(EXERCISE MATERIALS):
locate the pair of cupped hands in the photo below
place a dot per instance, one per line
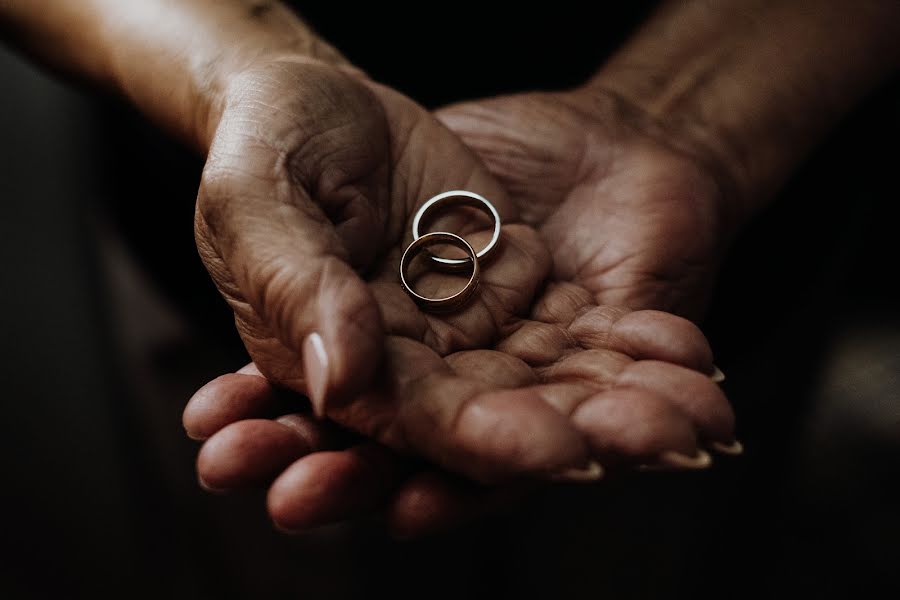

--

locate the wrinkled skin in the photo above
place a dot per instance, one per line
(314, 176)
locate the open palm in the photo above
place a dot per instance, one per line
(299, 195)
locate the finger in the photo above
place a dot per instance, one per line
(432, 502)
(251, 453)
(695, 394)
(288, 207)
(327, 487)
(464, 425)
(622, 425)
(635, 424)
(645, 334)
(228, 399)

...

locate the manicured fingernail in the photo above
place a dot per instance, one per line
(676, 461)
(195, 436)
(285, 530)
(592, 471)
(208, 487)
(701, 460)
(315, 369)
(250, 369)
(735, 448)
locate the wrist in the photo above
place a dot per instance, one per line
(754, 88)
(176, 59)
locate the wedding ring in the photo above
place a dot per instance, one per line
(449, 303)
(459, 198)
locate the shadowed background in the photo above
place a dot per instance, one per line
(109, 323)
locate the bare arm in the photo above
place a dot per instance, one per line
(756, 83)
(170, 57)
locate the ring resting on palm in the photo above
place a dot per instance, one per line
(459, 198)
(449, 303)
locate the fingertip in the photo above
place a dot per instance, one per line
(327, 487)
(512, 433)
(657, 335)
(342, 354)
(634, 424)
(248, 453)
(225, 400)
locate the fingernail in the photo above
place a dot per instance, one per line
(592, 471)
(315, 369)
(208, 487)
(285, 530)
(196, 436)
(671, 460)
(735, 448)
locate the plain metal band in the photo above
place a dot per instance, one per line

(PROMPT):
Copy out each line of the material in which the word "palm" turns up.

(OUTPUT OF THE TASK):
locate the open palm in the photo above
locate the ring resting on palm in the photo above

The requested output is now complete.